◆ **Instructions for the task**
Which lines in the records below contain the string "panel"? Locate each one and copy it in full, counting only matches in the same case.

━━ Records for the task

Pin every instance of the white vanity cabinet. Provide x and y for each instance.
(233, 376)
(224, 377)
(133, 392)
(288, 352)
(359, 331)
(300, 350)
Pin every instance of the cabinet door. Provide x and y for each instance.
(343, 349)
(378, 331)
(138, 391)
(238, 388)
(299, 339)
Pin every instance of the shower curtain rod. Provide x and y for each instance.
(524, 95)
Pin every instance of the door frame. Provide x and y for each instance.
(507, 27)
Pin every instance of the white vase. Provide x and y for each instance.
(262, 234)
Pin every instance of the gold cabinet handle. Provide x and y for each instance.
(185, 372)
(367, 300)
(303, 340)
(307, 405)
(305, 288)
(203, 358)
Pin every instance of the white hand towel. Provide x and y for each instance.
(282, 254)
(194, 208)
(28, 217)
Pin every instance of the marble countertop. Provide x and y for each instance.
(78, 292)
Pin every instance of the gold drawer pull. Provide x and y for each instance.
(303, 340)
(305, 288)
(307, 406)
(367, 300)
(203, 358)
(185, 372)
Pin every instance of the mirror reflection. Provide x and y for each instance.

━━━━
━━ Records for the task

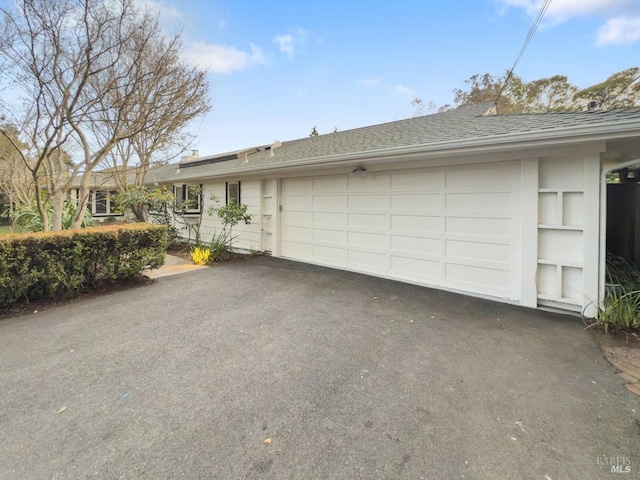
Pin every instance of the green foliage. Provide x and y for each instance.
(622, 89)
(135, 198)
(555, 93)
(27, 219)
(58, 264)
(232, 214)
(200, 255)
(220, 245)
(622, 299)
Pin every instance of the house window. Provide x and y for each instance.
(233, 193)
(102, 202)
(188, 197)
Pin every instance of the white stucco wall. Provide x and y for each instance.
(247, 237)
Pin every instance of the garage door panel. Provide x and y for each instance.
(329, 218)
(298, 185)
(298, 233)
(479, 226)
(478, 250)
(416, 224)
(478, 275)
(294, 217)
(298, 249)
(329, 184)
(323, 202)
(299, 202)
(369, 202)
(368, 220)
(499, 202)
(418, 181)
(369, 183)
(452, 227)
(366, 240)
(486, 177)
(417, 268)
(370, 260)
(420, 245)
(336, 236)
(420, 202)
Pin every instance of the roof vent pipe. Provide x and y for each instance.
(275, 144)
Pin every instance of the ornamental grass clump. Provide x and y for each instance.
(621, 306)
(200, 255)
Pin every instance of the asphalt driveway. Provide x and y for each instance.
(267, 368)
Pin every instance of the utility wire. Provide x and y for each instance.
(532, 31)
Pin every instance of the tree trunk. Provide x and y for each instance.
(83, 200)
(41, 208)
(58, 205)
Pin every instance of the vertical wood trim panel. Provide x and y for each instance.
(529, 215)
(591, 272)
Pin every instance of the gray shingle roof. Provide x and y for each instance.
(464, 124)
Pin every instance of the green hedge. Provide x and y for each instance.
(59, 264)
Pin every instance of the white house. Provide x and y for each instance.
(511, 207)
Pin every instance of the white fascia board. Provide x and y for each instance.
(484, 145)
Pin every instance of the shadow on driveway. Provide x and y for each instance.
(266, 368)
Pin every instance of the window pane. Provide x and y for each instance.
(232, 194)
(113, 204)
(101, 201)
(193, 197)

━━━━

◆ **Task answer**
Pin every instance of the garage door panel. Provide x and y for each instance.
Pin every instance of the vertical wood trim panel. Provide x and y for each instance.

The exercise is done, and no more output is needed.